[Opening PROVIDED ENTRIES section]
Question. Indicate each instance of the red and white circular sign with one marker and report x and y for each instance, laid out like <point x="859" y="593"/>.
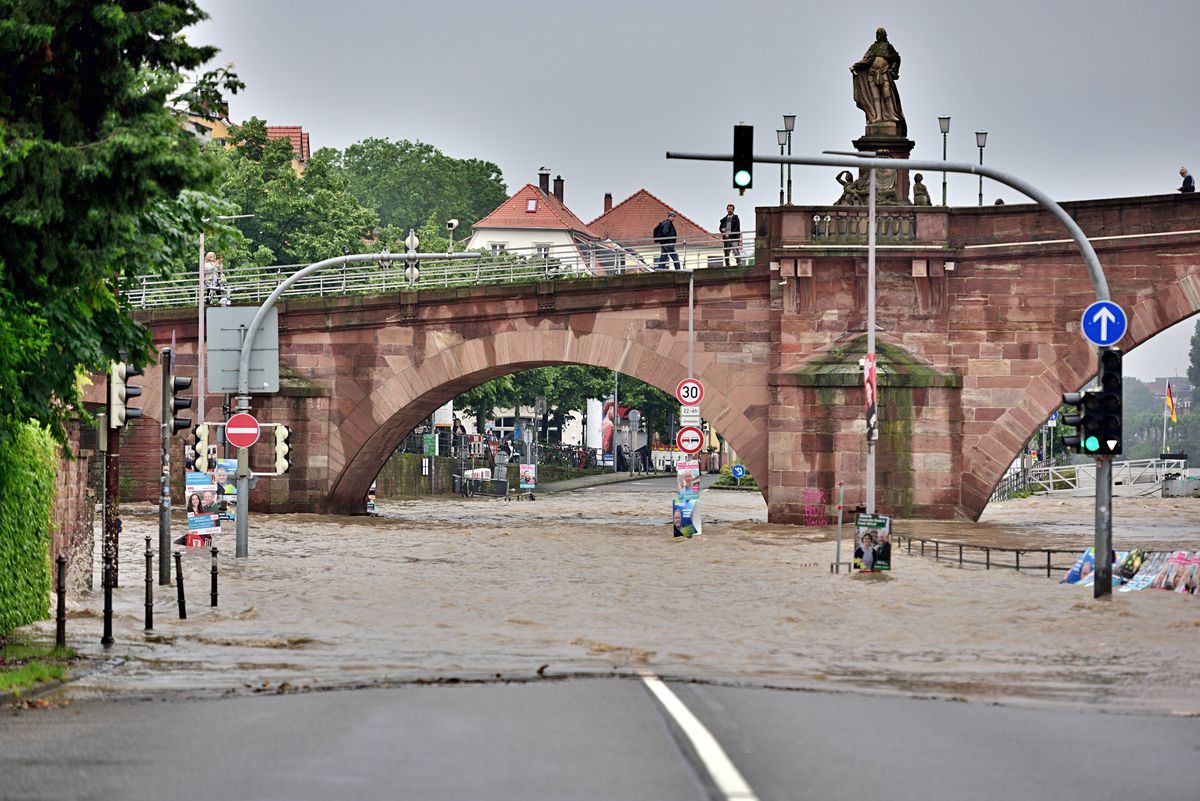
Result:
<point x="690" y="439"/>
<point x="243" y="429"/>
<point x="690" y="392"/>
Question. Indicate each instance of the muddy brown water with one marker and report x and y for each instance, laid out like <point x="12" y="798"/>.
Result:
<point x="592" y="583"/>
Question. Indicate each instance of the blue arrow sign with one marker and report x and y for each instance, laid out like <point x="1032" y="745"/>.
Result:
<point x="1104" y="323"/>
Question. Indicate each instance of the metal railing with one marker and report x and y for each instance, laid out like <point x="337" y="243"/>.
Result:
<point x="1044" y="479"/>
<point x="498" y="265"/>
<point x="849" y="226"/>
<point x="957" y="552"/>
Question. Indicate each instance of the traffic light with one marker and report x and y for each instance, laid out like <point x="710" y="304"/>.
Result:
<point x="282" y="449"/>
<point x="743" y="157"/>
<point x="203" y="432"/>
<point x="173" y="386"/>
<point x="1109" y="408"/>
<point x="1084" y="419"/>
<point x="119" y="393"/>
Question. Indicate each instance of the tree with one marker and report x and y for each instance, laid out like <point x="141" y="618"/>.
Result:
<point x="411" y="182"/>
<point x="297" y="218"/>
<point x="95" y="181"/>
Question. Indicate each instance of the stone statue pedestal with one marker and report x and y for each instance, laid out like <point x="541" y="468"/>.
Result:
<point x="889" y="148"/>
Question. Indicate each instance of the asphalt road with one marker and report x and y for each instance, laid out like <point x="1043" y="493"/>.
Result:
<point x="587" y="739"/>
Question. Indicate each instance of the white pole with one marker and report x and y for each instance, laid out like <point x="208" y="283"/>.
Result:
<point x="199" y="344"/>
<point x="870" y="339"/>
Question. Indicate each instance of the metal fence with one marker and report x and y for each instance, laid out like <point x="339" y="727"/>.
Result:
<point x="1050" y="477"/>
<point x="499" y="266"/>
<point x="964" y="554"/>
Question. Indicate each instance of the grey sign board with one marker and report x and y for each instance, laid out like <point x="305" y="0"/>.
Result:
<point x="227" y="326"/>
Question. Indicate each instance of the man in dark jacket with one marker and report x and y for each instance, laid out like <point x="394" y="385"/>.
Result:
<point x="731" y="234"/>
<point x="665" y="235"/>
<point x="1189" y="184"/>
[Closing PROVIDED ENTRIES section]
▶ [WHAT THE EXERCISE ASKS]: All entries are to be duplicated exactly, with the pictures left out.

▶ [TASK SOLUTION]:
Question. Indicate each instance of the red and white circular sign with one marker and report x and y for each instance, laid out like <point x="859" y="593"/>.
Result:
<point x="690" y="439"/>
<point x="243" y="429"/>
<point x="690" y="392"/>
Question. Indicate each instance of the muddy brown water with one marker and report x and y for each instance, laid out like <point x="12" y="798"/>.
Result:
<point x="592" y="583"/>
Question. Indicate each instance of the blue arrow sign with one marker and report x and y for each instance, laid out like <point x="1032" y="745"/>.
Result:
<point x="1104" y="323"/>
Question. Indicate each instance of the metal railing with one marker and report x and y for each instance, laid out like <point x="337" y="243"/>.
Result:
<point x="1044" y="479"/>
<point x="498" y="265"/>
<point x="849" y="226"/>
<point x="957" y="552"/>
Question. Indicate each instance of the traffic light with one marker and report x and y for each instance, laid out like <point x="710" y="304"/>.
Result:
<point x="282" y="449"/>
<point x="743" y="157"/>
<point x="203" y="432"/>
<point x="173" y="386"/>
<point x="1109" y="408"/>
<point x="1084" y="419"/>
<point x="119" y="393"/>
Question. Indicate each instance of the tree with one marker and report x and y for each instance, laid out like <point x="141" y="618"/>.
Result:
<point x="411" y="182"/>
<point x="297" y="218"/>
<point x="95" y="181"/>
Question. Indicate each instance of the stone statue pedestal with one marker and report x and y for each instance, laid out like <point x="541" y="468"/>.
Result:
<point x="889" y="148"/>
Question. Indicate each instance of the asphalt road with one marker and report x and y for each instance, laid out like <point x="1043" y="493"/>.
Result:
<point x="587" y="739"/>
Question. Indicate each instance of the white pole with one marker and report x and y for each instance, laid out like <point x="208" y="283"/>.
Result:
<point x="199" y="344"/>
<point x="870" y="339"/>
Question. Indicate each instance of the metal fence with one marker and report x and y for each instance, laid out like <point x="339" y="727"/>.
Result:
<point x="1050" y="477"/>
<point x="499" y="266"/>
<point x="964" y="554"/>
Question. Indicate each instance of the grey sign board with one marker and report x and y for each instance, laid out like <point x="305" y="0"/>.
Result:
<point x="227" y="326"/>
Question. Indicate each instance of the man in dark jacket with one marker and report x and y for each instance, laid out like <point x="394" y="385"/>.
Result:
<point x="731" y="234"/>
<point x="665" y="235"/>
<point x="1189" y="184"/>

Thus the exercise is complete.